Set problem A — Return the part of the query optimization claims between "2. A method" and "of the sub-tasks.", inclusive.

Reading passage —
########

1 . An optimization method for optimizing the execution of an initial query expression in a query engine of a database management system, said method comprising the steps of:
using a partitioning unit to identify one or more blocks in the initial query expression, each of said one or more blocks being identified based on a predetermined sub-expression of the initial query expression;
partitioning an optimization process into one or more sub-tasks, wherein each sub-task corresponds to a respective block identified by said identifying step; and
using a processing unit to determine an optimal query plan for each of said sub-tasks.
2. A method as claimed in claim 1 , wherein said step of determining an optimal query plan for each of said sub-tasks comprises the steps of:
executing the optimization process for each sub-task of said initial query expression; and,
using a result of said execution step to repeat the step of determining an optimal query plan for one or more of the sub-tasks.
3. A method as claimed in claim 2, wherein said steps of executing and determining an optimal query plan are iterated.
4. A method as claimed in claim 3, wherein said iteration is performed a predetermined number of times.
5. A method as claimed in claim 4, wherein during each iteration an assessment of a query plan is obtained and compared with a predetermined assessment, and wherein the iteration is completed if the obtained assessment has not improved from a previously obtained assessment.
6. A method as claimed in claim 1 , wherein said initial query expression relates to an extended markup language (XML) database query.
7. A method as claimed in claim 6, wherein said predetermined subexpression of said initial query expression relates to a specific XQuery subexpression.

########

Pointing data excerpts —
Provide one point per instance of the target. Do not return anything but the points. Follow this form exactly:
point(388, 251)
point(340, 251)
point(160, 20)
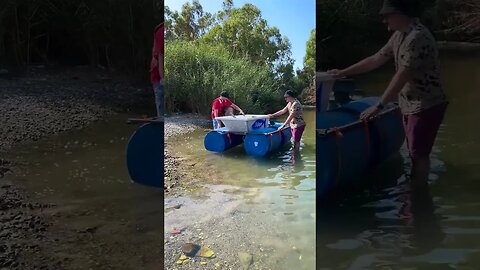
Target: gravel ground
point(44, 103)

########

Set problem B — Retype every line of the pointing data entries above word for word, leaving the pictures out.

Correct answer A —
2. A method as claimed in claim 1 , wherein said step of determining an optimal query plan for each of said sub-tasks comprises the steps of:
executing the optimization process for each sub-task of said initial query expression; and,
using a result of said execution step to repeat the step of determining an optimal query plan for one or more of the sub-tasks.

Correct answer B —
Provide one point per instance of the target. Do not return anything but the points. Follow this form exactly:
point(388, 251)
point(340, 251)
point(160, 20)
Target: gravel ground
point(44, 103)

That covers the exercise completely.